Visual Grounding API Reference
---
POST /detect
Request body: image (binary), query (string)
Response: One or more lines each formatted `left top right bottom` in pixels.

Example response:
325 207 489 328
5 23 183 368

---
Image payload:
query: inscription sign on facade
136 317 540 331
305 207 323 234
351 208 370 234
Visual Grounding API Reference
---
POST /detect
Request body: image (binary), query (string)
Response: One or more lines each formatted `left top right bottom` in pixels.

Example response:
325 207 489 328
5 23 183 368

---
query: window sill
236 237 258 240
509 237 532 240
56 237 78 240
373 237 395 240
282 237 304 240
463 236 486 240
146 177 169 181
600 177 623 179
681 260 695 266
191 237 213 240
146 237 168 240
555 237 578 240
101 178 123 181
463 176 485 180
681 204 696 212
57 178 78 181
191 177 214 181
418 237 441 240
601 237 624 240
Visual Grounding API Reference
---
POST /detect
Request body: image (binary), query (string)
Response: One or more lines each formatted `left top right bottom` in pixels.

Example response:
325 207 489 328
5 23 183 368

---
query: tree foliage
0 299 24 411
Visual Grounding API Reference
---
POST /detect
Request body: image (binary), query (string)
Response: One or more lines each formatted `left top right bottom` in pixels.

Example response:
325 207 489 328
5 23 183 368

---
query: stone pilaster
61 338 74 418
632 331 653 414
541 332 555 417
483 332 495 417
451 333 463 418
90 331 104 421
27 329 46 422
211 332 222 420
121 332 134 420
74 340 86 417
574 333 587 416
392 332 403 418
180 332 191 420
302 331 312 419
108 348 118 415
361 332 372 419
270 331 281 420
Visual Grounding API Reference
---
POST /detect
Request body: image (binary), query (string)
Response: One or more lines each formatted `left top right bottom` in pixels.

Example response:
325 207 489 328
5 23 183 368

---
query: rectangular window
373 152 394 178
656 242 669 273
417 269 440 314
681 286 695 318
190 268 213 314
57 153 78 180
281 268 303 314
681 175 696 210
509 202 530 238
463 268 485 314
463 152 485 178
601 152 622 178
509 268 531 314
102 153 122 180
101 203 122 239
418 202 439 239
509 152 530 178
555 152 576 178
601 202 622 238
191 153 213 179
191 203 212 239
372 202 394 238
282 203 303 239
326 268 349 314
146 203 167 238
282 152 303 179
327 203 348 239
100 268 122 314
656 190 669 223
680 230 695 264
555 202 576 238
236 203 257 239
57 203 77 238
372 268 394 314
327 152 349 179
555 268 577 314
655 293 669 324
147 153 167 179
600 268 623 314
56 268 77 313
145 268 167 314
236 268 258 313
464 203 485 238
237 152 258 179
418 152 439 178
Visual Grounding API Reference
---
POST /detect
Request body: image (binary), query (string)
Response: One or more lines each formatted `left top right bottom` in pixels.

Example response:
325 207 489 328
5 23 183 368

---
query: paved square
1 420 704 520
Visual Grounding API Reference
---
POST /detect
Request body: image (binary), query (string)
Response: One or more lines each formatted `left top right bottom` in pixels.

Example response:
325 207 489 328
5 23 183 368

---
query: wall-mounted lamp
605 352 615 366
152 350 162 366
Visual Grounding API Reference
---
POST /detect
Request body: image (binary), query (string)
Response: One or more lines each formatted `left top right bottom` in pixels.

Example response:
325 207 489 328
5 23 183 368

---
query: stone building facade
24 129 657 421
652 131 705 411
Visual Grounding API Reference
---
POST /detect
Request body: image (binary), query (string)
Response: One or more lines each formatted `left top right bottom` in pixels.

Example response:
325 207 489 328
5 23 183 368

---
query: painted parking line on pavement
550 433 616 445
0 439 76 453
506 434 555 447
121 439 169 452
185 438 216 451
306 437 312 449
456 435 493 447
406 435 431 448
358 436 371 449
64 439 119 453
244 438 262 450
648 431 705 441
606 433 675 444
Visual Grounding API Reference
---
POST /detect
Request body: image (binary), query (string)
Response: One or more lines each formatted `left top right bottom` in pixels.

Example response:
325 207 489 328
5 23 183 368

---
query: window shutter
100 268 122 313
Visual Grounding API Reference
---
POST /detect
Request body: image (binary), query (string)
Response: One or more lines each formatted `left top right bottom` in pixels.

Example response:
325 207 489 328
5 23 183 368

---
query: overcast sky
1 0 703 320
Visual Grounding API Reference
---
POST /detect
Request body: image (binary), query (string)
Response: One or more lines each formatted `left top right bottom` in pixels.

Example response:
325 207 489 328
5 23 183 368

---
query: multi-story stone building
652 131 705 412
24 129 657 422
# # # #
▶ _About this exercise_
Print all of the records, leaving each one exactly as it appears above.

▶ _Solution for this task_
Visual Grounding API Reference
---
POST /detect
Request body: image (binary), query (string)
Response: One or more lines each formatted `left top right bottom` in pixels.

Example response:
325 207 489 328
5 23 183 368

---
Image payload:
query: inscription sign on facade
136 317 540 331
305 207 323 234
351 208 370 234
Visual Grounding API Reference
---
POST /detect
Request body: image (binary), query (string)
Response: One or more lines each formatted `left top right bottom` in pixels.

Example response:
325 207 489 328
5 23 183 368

---
query: window sill
236 237 258 240
509 237 532 240
56 237 78 240
373 237 395 240
282 237 304 240
463 236 486 240
146 177 169 181
600 177 623 179
681 260 695 266
191 237 213 240
146 237 168 240
555 237 578 240
101 178 123 181
463 176 485 180
681 204 696 212
57 178 78 181
191 177 214 181
418 237 441 240
601 237 624 240
Visual Grounding API Reference
---
POST /detect
Request body: image (binary), query (string)
Response: One or more lines each formatted `left top right bottom` in pixels.

Example response:
325 207 489 328
5 23 183 368

---
query: tree foliage
0 299 24 411
Visual Grounding API Reference
---
POST /detect
Request body: image (binary), query (string)
Response: One or more lines each formatted `left top right bottom` in pixels.

Example response:
325 207 489 328
5 23 183 368

---
query: stone pilaster
61 338 74 418
632 331 653 414
541 332 555 417
483 332 495 417
451 333 463 418
90 331 104 421
27 329 46 422
211 332 222 420
121 332 134 420
74 340 86 417
574 333 587 416
392 332 403 418
180 332 191 420
302 331 312 419
108 348 118 415
361 332 372 419
270 331 281 420
Visual Grounding API Reference
---
POST /detect
Request body: image (binary), query (string)
Response: One or more lines each formatted `left top right bottom` in pixels.

Example response:
325 207 489 328
5 23 183 368

---
query: rectangular window
373 152 394 178
656 242 669 273
417 269 440 314
681 286 695 318
190 268 213 314
57 153 78 180
281 268 303 314
681 175 696 210
509 202 530 238
463 268 485 314
463 152 485 178
601 152 622 178
509 268 531 314
102 153 122 180
101 203 122 239
418 202 439 239
509 152 530 178
555 152 576 178
601 202 622 238
191 153 213 179
191 203 212 239
372 202 394 238
282 203 303 239
326 268 349 314
146 203 167 238
282 152 303 179
327 203 348 239
100 268 122 314
656 190 669 223
680 230 695 264
555 202 576 238
236 203 257 239
57 203 77 238
372 268 394 314
327 152 349 179
555 268 577 314
655 293 669 324
147 153 167 179
600 268 623 314
56 268 77 313
145 268 167 314
236 268 258 313
464 203 485 238
237 152 258 179
418 152 439 178
Visual Grounding API Reference
---
POST /detect
Request body: image (binary), query (string)
Response: One or more lines each formatted `left top right bottom` in pixels.

Example response:
325 207 489 328
5 23 183 368

---
query: paved square
1 420 704 520
Visual Grounding API Reference
---
POST /detect
Request body: image (binary), query (string)
Response: One or more lines each formatted `left top right bottom` in pixels.

Example response:
325 207 489 328
5 23 183 368

---
query: wall-mounted lamp
605 352 615 366
152 350 162 366
Visual Grounding API Reference
---
POST /detect
Request body: image (binary), query (string)
Response: One or more lines each formatted `left top right bottom` in pixels.

Example response:
325 207 489 328
5 23 183 368

---
query: stone building facade
24 129 657 421
652 131 705 411
Visual Grounding API Reference
---
POST /detect
Request body: image (binary), query (string)
Response: One or more lines each formatted `left top right bottom` in pixels.

Example response:
325 207 489 328
5 23 183 368

---
query: painted parking line on pavement
550 433 616 445
0 439 76 453
506 434 555 447
121 439 169 452
185 438 216 451
306 437 312 449
456 435 493 447
406 435 431 448
358 436 371 449
64 439 119 453
244 438 262 450
648 431 705 441
606 433 675 444
Visual Grounding API Reference
---
POST /detect
Request body: image (binary), query (string)
Response: One or more lines each formatted `left top right bottom` in pixels.

Example response:
325 207 489 328
5 23 183 368

---
query: window shutter
100 268 122 313
Visual Grounding API Reference
---
POST /detect
Request body: image (binary), query (string)
Response: One or more lines each formatted `left top right bottom` in pixels.

Example response:
325 207 489 328
5 23 183 368

---
query: overcast sky
1 0 703 320
Visual Grounding API Reference
---
POST /detect
Request body: image (binary), query (string)
Response: One or more lines each formatted `left top right bottom` in pixels.

Example response:
325 207 489 328
5 23 183 368

---
query: multi-story stone building
652 131 705 412
24 129 657 422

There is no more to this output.